EXERCICES À FAIRE ▸
1. Recopiez le passage du texte sur le Brexit qui commence à « Hier, Theresa May » et se termine à « dans les détails. ».
2. Répondez à ces questions sur le texte sur le Brexit :
(a) Combien de points Theresa May a-t-elle annoncés pour guider son gouvernement pendant la négociation ?
(b) En quelle année la négociation doit-elle aboutir à un accord définitif selon l'objectif de Theresa May ?
(c) Quel journal titre que le Brexit voulu par May est dur dans les principes mais flexible dans les détails ?
3. Prolongez le texte sur le Brexit à partir de sa dernière phrase.

TEXTE SOURCE ▸
------------

S’il est une négociation qui va nous tenir en haleine pendant deux ans et même bien au-delà, c’est bien sûr celle qui concerne le Brexit. Sans qu’elle ait commencée, elle est déjà en pleine « phrase » préparatoire. Revue de presse et décryptage.
Depuis quelques mois, la presse est unanime, on peut s’attendre à des négociations difficiles et la joute oratoire semble préparer le terrain des deux côtés de la Manche. Leur caisse de résonance, les médias bien sûr, qui, au quotidien, relatent cette « mise en condition » des uns et des autres que nous suivons avec attention et écoutons sous le signe d’une entente pour le moment cordiale, même si la surenchère verbale interpelle, menace, parfois tempère.
Pas de purgatoire avec un accord transitoire.
Hier, Theresa May annonçait clairement les douze points qui guideront son gouvernement pendant la négociation. Une stratégie fondée sur la transparence déjà évoquée dans nos colonnes et qui permet à l’Union Européenne de parfaitement connaître la feuille de route britannique, sans surprise. L’objectif de Theresa May est limpide : pas de purgatoire avec un accord transitoire, mais un accord définitif au terme de la négociation en 2018. Un Brexit dur est ainsi souhaité par les Anglais avec la sortie du marché unique, du marché intérieur européen et de l’Union douanière. À cet égard, La Tribune titre que si le Brexit voulu par May est dur dans les principes, il est flexible dans les détails.

------------

EXTRAIT DES DONNÉES ▸

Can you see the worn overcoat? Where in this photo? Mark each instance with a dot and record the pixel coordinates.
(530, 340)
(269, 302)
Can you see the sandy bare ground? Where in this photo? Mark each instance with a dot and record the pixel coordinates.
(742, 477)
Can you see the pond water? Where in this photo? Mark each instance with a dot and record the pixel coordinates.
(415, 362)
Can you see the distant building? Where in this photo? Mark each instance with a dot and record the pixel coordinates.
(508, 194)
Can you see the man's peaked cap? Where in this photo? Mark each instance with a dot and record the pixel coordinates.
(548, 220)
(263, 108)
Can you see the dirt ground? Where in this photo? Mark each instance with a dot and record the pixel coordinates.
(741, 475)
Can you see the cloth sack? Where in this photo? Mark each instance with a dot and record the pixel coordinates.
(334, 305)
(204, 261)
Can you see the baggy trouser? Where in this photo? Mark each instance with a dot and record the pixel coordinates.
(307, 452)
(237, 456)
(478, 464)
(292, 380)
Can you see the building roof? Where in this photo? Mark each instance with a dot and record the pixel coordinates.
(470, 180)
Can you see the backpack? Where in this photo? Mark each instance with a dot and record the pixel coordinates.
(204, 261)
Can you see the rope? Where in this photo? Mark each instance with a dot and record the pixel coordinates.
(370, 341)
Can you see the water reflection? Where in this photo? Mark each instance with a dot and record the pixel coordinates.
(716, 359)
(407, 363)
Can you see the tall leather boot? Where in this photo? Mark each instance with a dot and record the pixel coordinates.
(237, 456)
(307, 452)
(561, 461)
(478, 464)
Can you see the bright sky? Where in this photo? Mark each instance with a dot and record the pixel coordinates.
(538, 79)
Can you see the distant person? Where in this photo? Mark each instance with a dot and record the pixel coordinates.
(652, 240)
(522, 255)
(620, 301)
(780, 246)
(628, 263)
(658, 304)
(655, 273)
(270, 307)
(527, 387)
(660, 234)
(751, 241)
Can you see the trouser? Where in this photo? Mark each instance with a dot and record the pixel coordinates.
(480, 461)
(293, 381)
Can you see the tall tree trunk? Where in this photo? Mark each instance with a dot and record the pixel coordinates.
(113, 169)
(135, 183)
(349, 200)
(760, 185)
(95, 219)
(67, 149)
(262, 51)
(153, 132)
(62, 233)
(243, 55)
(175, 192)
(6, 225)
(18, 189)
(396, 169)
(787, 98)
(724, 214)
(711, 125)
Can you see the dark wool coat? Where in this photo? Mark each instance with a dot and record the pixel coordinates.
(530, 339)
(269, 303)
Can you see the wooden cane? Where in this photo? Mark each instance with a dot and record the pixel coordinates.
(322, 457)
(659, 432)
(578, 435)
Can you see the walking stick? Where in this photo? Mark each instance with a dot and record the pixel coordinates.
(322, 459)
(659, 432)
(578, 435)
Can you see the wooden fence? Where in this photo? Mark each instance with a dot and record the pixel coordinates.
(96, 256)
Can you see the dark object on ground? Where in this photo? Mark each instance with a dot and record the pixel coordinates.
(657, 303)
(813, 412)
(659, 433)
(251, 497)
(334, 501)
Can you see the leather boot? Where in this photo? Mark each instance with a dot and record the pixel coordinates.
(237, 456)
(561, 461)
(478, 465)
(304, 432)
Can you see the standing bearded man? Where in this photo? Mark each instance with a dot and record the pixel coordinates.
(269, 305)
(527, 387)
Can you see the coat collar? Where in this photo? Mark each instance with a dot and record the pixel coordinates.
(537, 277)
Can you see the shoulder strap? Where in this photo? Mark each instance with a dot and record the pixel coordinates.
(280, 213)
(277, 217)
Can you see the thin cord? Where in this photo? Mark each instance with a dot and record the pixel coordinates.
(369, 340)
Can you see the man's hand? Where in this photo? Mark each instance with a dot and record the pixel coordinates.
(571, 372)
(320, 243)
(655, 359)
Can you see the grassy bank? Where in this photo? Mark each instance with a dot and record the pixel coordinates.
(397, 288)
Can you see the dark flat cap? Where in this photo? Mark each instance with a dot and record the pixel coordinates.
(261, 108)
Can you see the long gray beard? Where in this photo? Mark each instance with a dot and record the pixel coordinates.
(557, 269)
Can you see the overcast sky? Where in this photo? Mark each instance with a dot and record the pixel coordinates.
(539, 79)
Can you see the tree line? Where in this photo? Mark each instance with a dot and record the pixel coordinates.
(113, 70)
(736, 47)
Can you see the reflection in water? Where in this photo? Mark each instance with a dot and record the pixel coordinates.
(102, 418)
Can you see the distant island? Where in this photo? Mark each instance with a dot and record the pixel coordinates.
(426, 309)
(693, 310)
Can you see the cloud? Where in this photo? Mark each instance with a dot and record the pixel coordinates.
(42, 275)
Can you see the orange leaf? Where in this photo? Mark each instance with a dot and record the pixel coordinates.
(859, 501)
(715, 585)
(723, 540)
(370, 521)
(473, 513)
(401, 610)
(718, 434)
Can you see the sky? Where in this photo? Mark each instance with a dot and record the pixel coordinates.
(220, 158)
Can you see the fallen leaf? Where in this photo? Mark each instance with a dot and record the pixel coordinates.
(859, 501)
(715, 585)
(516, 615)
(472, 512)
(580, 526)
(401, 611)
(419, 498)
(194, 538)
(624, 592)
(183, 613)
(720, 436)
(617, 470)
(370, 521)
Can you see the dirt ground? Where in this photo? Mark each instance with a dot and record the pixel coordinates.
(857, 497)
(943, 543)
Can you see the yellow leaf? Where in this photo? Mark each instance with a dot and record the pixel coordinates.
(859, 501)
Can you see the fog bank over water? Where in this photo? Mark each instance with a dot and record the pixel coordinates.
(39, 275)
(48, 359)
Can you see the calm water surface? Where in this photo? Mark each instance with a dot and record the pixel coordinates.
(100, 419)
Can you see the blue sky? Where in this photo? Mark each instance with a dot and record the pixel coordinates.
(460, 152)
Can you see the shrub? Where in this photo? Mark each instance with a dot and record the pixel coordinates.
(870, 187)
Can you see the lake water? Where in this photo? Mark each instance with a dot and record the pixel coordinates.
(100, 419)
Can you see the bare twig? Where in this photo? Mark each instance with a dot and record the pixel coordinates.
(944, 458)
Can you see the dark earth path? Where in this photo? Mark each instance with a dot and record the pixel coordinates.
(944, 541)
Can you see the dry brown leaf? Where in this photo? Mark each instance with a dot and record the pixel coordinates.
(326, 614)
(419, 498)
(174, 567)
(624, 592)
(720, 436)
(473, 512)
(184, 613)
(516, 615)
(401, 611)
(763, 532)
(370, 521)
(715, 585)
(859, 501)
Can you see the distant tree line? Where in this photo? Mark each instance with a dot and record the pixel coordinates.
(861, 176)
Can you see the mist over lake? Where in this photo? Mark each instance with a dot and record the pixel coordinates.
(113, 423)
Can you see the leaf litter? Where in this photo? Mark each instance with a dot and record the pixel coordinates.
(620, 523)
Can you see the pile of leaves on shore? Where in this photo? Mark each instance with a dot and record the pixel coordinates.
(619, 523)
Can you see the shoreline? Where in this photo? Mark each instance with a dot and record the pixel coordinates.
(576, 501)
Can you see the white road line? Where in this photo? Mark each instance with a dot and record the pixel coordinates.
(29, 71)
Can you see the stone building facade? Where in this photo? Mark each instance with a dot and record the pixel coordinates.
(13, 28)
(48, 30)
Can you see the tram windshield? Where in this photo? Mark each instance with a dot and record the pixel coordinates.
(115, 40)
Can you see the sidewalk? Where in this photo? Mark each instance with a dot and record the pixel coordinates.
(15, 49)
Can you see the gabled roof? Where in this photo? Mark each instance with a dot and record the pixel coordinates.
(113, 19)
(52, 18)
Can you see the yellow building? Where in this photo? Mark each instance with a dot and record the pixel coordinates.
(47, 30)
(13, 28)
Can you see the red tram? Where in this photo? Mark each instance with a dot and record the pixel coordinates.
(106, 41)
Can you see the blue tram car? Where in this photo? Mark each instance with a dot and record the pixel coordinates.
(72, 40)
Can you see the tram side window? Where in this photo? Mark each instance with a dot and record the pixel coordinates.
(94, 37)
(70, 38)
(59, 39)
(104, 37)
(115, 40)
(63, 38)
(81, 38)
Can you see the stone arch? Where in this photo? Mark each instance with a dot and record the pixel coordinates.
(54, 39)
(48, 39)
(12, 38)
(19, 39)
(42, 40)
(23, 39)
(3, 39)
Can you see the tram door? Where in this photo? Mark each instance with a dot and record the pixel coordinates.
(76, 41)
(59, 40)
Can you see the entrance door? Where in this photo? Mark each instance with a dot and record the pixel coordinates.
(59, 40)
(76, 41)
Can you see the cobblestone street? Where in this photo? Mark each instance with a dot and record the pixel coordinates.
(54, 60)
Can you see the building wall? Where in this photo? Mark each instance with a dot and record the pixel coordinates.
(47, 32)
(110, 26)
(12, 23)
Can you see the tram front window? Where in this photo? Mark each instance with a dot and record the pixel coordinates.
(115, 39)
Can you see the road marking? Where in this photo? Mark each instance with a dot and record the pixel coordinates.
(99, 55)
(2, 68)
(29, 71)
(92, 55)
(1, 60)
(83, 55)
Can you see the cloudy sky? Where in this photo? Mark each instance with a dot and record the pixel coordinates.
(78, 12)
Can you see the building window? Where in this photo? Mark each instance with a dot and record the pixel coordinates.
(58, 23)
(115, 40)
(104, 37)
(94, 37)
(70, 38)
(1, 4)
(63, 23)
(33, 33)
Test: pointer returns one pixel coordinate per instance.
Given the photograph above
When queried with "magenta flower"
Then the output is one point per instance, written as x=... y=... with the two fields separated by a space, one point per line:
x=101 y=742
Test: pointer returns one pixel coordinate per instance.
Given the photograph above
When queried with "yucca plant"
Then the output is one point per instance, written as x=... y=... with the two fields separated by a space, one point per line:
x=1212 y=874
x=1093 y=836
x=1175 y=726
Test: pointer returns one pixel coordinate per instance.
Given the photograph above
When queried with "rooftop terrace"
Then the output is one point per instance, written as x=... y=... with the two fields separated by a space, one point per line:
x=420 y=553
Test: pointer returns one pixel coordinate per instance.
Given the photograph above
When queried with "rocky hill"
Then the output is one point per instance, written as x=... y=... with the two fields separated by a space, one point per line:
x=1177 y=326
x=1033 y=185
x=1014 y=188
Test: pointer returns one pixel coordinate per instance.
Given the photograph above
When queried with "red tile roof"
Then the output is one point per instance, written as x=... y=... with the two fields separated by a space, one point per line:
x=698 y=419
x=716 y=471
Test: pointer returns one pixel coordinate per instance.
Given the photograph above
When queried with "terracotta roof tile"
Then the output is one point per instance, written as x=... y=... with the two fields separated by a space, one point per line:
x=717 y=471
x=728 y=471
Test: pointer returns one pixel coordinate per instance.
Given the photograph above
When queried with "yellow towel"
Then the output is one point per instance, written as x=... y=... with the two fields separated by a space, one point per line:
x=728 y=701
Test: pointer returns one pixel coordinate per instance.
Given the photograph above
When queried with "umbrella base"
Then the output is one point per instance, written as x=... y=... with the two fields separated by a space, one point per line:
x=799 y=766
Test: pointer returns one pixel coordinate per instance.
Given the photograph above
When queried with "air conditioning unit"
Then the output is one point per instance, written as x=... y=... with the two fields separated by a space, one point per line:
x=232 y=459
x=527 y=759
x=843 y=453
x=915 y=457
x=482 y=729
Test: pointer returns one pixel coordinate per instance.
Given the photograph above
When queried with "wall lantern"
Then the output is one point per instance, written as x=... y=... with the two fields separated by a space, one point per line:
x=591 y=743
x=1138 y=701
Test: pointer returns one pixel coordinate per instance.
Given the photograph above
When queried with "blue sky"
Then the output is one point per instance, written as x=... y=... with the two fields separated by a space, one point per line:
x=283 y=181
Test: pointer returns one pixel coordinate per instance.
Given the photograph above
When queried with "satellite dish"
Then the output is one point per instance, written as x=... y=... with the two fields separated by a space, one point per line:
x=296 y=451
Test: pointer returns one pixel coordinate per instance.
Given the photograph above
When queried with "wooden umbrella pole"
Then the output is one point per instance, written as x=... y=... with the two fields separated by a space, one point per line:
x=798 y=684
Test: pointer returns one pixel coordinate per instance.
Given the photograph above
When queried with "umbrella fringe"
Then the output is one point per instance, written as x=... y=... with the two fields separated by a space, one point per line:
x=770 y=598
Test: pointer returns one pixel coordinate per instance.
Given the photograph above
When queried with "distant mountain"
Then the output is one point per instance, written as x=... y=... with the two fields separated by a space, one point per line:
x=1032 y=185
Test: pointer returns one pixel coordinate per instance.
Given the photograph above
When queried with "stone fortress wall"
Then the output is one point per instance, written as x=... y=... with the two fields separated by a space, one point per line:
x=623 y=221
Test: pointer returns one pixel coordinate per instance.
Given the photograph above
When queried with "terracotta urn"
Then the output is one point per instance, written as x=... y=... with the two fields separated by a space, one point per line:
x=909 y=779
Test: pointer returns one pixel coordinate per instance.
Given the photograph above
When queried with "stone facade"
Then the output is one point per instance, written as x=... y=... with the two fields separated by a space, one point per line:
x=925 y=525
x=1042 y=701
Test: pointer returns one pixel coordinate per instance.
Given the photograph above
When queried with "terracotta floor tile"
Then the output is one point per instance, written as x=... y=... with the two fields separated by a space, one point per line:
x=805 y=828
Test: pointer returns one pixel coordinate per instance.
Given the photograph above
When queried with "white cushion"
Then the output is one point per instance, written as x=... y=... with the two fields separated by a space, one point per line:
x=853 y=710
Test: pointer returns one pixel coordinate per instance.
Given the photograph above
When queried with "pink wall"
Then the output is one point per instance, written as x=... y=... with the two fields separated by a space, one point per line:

------------

RÉPONSES PAR EXERCICE ▸
1.
Hier, Theresa May annonçait clairement les douze points qui guideront son gouvernement pendant la négociation. Une stratégie fondée sur la transparence déjà évoquée dans nos colonnes et qui permet à l’Union Européenne de parfaitement connaître la feuille de route britannique, sans surprise. L’objectif de Theresa May est limpide : pas de purgatoire avec un accord transitoire, mais un accord définitif au terme de la négociation en 2018. Un Brexit dur est ainsi souhaité par les Anglais avec la sortie du marché unique, du marché intérieur européen et de l’Union douanière. À cet égard, La Tribune titre que si le Brexit voulu par May est dur dans les principes, il est flexible dans les détails.

2.
(a) Douze points.
(b) En 2018.
(c) La Tribune.

3.
Le Royaume-Uni : un allié et un marché.
Pour le côté Français et européen, La Tribune rappelle que le Royaume-Uni doit rester un allié et un marché, ce que le discours de Theresa May semble admettre sur des domaines tels que la coopération militaire et le renseignement. « L’enjeu commercial est plus incertain » souligne le journal. "L'enjeu est celui des tarifs douaniers, mais aussi des normes : en sortant du marché unique, le marché britannique pourrait suivre des standards différents de ceux du continent, ce qui rendrait plus difficile les exportations françaises ou allemandes. Toutefois, Londres a intérêt à suivre les normes européennes, ne serait-ce que pour pouvoir exporter à son tour sur le continent, notamment les nombreuses voitures japonaises qui y sont produites ».
Négocier vite et bien.
Le Figaro indique que la Première ministre britannique a informé le président français de sa volonté d'établir une relation économique avec l'Union Européenne dans le cadre d'un accord commercial et insisté sur l'importance de la coopération franco-britannique en matière de sécurité et de défense. La présidence française a pris acte des clarifications de Theresa May et François Hollande souhaite que la négociation puisse commencer le plus rapidement possible.
Impacts visibles.
Reste que le choix de l’option « Hard Brexit » fait rebondir la livre sterling et l’économie britannique fait preuve d’une étonnante résistance (Les Echos), sans oublier la nouvelle administration américaine qui fait les yeux doux aux Anglais. Mais en revanche, de grandes banques annoncent leur délocalisation en France : Paris gagnant contre Londres ?
Des menaces et des propos parfois déplacés.
Quant aux menaces, elles sont tout aussi claires, par exemple le dumping fiscal sur les sociétés proposé par le ministre britannique de l’Economie qui fait ainsi monter la pression sur les 27 pays membres qui refuseraient de lui accorder un accès au marché européen si la Grande Bretagne s’opposait à la libre circulation des personnes. Le spectre d’une guerre commerciale contre l’Europe ?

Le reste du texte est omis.